■ TASK BRIEF
In the records below, repeat the stretch from the line containing "Kindly give the mask of every instance of the black" through the line containing "85L277 85L267 92L266" exactly as it stands, both of those lines included.

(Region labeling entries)
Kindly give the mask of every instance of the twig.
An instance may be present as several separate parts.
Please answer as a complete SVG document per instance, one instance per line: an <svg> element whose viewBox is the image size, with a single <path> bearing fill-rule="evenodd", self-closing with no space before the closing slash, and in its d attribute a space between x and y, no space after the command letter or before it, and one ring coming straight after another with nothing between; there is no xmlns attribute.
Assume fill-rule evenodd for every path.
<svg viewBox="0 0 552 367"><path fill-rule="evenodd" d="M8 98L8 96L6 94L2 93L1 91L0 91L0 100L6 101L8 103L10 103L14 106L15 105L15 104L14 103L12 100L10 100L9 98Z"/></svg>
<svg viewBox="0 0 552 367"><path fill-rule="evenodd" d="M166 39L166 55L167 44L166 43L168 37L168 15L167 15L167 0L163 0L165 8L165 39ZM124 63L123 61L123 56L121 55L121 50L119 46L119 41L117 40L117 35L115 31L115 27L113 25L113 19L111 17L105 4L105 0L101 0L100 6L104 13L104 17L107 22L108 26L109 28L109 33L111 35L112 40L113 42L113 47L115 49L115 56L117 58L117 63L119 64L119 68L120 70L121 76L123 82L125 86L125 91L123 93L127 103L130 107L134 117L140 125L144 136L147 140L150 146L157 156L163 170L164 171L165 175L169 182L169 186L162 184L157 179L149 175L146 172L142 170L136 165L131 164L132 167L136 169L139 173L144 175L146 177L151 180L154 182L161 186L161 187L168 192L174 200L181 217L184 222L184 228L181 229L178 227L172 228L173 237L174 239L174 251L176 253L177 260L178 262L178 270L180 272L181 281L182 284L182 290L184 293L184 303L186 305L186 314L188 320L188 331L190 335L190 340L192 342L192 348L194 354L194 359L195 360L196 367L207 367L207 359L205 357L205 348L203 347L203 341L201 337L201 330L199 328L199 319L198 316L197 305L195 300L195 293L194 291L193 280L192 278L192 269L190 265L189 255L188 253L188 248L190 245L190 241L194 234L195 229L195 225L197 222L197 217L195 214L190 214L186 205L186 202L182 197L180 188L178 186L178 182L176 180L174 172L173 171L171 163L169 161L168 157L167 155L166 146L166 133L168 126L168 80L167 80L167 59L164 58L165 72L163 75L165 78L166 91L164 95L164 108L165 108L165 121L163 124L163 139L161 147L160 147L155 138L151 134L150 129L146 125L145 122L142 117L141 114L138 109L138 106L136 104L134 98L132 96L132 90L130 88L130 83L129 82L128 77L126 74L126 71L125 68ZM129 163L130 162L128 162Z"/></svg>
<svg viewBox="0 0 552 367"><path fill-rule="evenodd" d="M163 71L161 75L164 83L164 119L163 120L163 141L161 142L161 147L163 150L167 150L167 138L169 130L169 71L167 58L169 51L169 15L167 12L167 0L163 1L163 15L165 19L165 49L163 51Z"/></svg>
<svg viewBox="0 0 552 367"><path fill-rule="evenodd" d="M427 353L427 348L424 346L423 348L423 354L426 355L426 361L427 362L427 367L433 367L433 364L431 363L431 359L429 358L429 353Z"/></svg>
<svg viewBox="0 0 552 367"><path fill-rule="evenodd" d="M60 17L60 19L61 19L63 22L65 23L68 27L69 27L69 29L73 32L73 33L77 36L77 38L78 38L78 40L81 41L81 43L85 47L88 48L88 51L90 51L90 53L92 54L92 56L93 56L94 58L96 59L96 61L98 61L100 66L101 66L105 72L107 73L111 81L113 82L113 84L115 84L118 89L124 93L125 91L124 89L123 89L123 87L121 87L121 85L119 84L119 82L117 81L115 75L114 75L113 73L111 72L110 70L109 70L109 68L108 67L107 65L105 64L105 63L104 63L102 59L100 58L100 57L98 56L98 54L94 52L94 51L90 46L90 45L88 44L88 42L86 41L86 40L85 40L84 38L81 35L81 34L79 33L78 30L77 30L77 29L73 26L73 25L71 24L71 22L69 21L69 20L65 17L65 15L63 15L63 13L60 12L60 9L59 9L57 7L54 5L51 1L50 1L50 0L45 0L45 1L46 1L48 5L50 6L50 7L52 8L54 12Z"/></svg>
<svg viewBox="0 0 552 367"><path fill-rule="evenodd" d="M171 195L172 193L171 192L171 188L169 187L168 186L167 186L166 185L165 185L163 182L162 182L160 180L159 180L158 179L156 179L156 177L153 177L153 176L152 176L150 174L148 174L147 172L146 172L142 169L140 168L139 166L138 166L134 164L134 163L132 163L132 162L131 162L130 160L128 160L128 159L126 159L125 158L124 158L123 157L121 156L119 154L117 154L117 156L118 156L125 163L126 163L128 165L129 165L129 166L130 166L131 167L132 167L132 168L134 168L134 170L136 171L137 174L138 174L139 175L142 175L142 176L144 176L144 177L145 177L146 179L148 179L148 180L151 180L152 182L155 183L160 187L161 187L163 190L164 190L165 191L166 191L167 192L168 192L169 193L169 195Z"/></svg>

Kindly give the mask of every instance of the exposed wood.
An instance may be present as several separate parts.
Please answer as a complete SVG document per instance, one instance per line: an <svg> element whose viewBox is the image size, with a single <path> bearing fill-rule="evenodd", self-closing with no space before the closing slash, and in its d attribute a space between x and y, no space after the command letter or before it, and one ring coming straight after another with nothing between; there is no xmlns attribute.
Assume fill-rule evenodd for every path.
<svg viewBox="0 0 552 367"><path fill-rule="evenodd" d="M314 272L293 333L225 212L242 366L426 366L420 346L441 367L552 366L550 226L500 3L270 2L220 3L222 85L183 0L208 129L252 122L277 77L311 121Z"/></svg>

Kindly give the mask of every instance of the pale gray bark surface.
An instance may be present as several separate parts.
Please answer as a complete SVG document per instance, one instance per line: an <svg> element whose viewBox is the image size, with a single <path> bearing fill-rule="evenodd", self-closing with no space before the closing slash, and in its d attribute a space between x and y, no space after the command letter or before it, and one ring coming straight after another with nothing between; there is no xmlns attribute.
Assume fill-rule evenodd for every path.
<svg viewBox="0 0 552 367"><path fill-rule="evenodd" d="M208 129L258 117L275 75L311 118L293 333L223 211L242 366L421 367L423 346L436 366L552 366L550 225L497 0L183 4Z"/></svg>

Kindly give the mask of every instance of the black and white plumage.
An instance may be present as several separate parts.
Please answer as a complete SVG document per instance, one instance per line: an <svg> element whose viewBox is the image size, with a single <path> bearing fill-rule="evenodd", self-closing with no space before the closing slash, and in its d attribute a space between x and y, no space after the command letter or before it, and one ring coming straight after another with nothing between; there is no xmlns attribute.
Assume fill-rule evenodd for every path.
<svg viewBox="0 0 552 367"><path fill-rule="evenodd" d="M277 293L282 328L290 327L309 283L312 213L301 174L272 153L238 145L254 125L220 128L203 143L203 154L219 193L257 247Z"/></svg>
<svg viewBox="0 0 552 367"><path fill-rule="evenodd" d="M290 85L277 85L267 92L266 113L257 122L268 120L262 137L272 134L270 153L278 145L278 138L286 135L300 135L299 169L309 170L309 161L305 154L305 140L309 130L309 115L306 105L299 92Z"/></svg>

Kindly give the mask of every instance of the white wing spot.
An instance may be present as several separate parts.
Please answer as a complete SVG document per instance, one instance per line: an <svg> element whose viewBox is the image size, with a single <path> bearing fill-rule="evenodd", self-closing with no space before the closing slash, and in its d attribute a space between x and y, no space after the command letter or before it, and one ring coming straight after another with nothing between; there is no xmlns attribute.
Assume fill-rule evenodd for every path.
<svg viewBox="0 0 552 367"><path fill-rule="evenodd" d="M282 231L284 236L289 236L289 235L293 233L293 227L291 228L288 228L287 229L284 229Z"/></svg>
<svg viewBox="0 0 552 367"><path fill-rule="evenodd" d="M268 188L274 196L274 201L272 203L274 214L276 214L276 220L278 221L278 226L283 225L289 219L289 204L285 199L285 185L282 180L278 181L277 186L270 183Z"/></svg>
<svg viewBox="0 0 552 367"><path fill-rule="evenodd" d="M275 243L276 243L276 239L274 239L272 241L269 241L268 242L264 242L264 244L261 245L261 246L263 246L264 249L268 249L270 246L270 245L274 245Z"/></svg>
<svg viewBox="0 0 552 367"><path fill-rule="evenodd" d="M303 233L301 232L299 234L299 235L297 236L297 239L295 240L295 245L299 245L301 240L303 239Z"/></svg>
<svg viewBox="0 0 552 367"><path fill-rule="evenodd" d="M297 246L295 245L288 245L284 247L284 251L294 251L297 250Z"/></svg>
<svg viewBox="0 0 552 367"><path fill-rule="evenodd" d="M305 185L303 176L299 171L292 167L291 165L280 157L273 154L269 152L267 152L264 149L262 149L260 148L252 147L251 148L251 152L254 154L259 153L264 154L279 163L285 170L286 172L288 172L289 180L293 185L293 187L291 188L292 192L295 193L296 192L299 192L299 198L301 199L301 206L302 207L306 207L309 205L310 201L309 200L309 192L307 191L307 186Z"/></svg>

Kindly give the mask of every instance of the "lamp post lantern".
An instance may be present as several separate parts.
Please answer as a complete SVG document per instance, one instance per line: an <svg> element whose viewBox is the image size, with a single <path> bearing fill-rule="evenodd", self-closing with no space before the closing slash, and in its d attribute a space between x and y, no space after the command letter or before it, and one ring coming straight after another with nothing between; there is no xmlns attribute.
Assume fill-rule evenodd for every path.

■ CORRECT OUTPUT
Kindly give the mask of every instance of the black and white plumage.
An instance may be present as several separate parts.
Please answer as a complete SVG document per instance, one instance per line: an <svg> element whose viewBox is the image size, with a single <path> bearing fill-rule="evenodd", self-closing with no space before the closing slash, and in its d attribute a space between x and y, no space after the command letter or before it, and one ring coming straight after another with nothing between; there is no xmlns attribute.
Assume fill-rule evenodd for every path.
<svg viewBox="0 0 552 367"><path fill-rule="evenodd" d="M277 293L282 328L290 327L309 283L312 213L301 174L272 153L238 145L254 125L220 128L203 143L203 154L219 193L257 247Z"/></svg>
<svg viewBox="0 0 552 367"><path fill-rule="evenodd" d="M290 85L277 85L267 92L266 113L257 122L268 120L262 137L272 134L270 153L278 145L278 138L286 135L300 135L299 169L309 170L309 161L305 154L305 140L309 130L309 115L306 105L299 92Z"/></svg>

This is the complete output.